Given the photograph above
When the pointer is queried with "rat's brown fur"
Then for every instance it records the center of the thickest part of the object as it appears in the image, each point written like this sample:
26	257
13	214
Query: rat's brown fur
----------
Please give back every line of the listing exactly as it stands.

Given the photograph above
When the pointer is queried with "rat's brown fur"
Then for every instance it records the center of the thickest part of the object as it appears in the image, each point written like this sample:
26	257
13	214
Query: rat's brown fur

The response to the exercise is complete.